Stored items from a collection
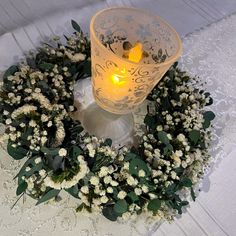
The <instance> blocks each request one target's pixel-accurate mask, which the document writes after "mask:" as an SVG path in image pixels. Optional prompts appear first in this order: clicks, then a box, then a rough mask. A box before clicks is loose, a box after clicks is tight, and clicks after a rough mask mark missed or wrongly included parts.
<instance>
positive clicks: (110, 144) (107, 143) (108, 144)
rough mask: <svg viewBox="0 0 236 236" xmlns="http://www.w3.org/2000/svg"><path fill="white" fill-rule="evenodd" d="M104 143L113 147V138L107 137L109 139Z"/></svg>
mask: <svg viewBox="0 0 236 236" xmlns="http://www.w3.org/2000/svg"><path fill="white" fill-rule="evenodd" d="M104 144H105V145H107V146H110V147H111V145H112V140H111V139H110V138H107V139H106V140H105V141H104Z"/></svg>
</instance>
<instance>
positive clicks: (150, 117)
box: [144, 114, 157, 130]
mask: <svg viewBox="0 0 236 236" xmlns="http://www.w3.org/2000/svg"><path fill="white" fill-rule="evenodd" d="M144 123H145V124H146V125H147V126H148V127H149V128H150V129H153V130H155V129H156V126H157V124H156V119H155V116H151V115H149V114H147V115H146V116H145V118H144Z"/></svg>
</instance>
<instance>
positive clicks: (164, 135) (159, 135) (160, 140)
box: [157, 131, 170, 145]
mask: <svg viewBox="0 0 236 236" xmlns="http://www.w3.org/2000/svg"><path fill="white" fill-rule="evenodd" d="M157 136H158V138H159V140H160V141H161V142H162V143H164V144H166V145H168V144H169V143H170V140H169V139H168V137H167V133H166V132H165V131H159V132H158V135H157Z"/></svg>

* * *

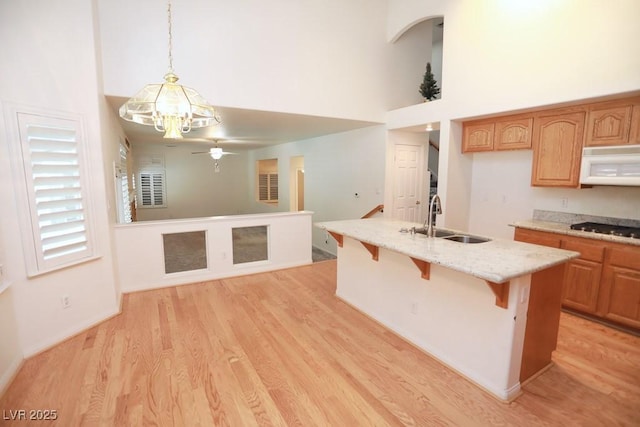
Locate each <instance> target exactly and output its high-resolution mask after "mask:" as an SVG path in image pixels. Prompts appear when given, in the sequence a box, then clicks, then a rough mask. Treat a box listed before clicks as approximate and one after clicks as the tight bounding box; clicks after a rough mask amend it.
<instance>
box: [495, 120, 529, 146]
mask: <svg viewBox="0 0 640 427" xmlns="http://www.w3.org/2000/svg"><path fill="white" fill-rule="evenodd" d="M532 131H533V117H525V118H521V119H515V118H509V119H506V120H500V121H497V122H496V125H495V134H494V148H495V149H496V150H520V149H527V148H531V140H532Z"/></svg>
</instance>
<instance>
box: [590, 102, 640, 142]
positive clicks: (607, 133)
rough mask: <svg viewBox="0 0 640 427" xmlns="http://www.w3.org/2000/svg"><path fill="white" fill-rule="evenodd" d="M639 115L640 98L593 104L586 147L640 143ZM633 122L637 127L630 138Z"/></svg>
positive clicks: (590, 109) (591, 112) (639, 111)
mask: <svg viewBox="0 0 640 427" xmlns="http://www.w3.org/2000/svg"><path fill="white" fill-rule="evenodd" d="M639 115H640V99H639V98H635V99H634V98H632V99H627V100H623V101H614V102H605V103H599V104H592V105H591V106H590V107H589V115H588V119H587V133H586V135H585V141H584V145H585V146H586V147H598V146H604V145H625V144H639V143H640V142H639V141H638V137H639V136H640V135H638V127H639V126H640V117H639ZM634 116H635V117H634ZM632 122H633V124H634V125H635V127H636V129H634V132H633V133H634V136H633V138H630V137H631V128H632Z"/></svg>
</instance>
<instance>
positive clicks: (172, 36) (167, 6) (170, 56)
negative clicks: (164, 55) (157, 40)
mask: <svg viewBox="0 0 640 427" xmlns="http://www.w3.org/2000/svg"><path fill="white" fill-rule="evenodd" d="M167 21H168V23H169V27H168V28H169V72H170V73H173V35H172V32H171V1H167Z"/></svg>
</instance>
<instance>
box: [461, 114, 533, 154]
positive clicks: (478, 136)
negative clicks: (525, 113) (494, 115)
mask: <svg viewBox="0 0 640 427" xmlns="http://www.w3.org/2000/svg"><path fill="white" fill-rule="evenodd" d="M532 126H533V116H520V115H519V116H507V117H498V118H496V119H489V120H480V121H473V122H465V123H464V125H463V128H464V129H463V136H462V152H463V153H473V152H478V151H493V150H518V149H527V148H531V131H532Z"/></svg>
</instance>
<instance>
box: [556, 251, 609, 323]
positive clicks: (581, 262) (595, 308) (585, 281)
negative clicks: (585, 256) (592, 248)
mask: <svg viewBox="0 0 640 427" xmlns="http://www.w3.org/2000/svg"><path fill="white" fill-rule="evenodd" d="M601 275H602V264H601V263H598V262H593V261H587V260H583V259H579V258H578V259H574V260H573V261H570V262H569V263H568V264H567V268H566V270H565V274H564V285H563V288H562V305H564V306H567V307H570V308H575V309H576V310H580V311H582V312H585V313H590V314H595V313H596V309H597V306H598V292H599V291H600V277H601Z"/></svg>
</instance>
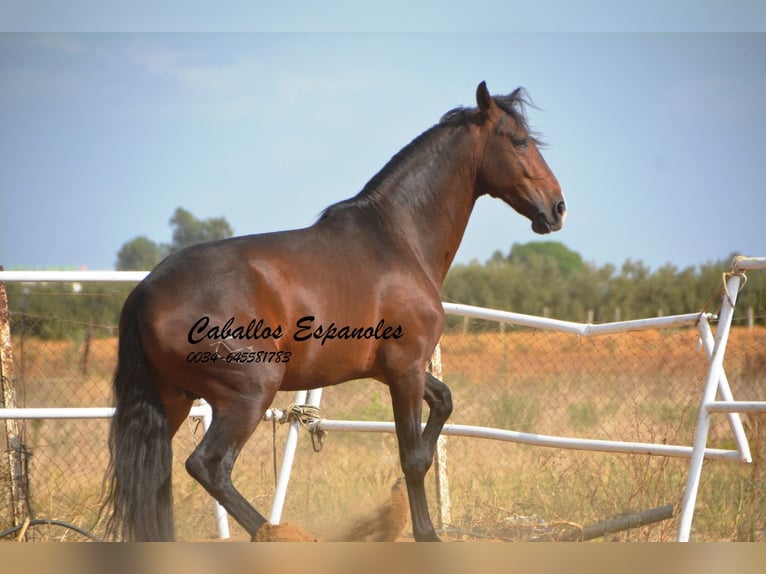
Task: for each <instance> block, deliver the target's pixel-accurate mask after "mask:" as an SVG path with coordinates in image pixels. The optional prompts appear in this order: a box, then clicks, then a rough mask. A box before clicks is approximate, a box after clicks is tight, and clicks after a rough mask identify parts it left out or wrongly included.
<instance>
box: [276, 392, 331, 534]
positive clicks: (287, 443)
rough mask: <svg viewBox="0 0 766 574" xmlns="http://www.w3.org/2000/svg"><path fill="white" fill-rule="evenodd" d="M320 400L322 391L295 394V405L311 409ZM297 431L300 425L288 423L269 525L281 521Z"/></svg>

> [Task objective] Could you return exactly the stretch of the data above that starts at the line with "positive clicks: (607, 133)" and ends at the line with "positive clicks: (478, 136)", both lines included?

> [Written solution]
positive clicks: (607, 133)
rough mask: <svg viewBox="0 0 640 427" xmlns="http://www.w3.org/2000/svg"><path fill="white" fill-rule="evenodd" d="M639 115L640 98L593 104L586 147L640 143ZM633 122L637 127L630 138Z"/></svg>
positive clicks: (590, 109) (591, 112) (639, 111)
mask: <svg viewBox="0 0 640 427" xmlns="http://www.w3.org/2000/svg"><path fill="white" fill-rule="evenodd" d="M639 115H640V99H639V98H635V99H634V98H632V99H627V100H623V101H614V102H605V103H599V104H592V105H591V106H590V107H589V115H588V119H587V133H586V135H585V141H584V145H585V146H586V147H598V146H604V145H625V144H639V143H640V142H639V141H638V137H639V136H640V135H638V127H639V126H640V117H639ZM634 116H635V117H634ZM632 122H633V124H634V125H635V127H636V129H634V132H633V133H634V136H633V138H630V137H631V128H632Z"/></svg>
</instance>
<instance>
positive clicks: (172, 36) (167, 6) (170, 56)
negative clicks: (164, 55) (157, 40)
mask: <svg viewBox="0 0 640 427" xmlns="http://www.w3.org/2000/svg"><path fill="white" fill-rule="evenodd" d="M167 21H168V23H169V27H168V28H169V72H170V73H173V35H172V32H171V1H167Z"/></svg>
</instance>
<instance>
box: [461, 114, 533, 154]
positive clicks: (478, 136)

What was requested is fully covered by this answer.